**Source:**
┌──
On Mon, 13 Oct 2014, Fons Adriaensen wrote:
> On Sun, Oct 12, 2014 at 02:42:19PM -0700, Len Ovens wrote:
>> On Sun, 12 Oct 2014, Fons Adriaensen wrote:
>>>
>>> This is a non-problem. A PLL/DLL (which is what any system that
>>> syncs one clock to another will amount to) can be made for any
>>> ratio of integers.
>>
>> In HW it is a non-problem. I am not so sure that is true in SW on a
>> machine that is also running a DE, and a DAW on top of that. That
>> is, I think that a cpu that has nothing to do but make a media clock
>> would have no problem doing this.
>
> What I meant is that it doesn't depend on having 'nice even' numbers.
Sorry, it didn't take much thought to figure this out. Frequency synth has
been using these kinds of things for years. For some reason my mind got
locked in a divide by two pattern and I missed it. Thank you for your
patience.
I have also been reading more on PTP time bases. It seems almost all of
the better ones are implemented as part of the NIC. There are some NIC
chips that have PTP daemons built in (and they ... the chips, are not that
costly... $5 or so). Even those that do not have a PTP server in them do
seem to have timing functions that can be read and controlled by the OS
and the API has been in the kernel since 3.0ish. Also many of the NICs
(PCIe cards) have pins that can be set to ptp clock frequencies from which
audio word clock could be derived to sync a local AI (d1010 for example)
└──
**Data section:**
┌──
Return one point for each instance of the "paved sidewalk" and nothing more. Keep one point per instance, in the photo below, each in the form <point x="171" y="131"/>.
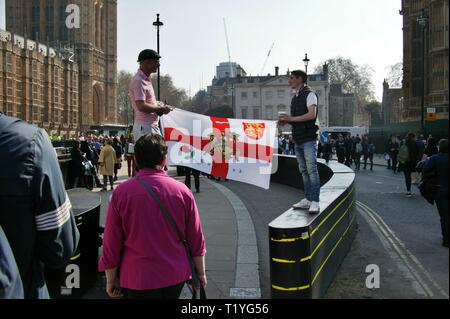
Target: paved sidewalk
<point x="231" y="264"/>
└──
**Description of the task:**
In the email about clock syncing, roughly how much do NIC chips with built-in PTP daemons cost?

**Exercise response:**
About $5.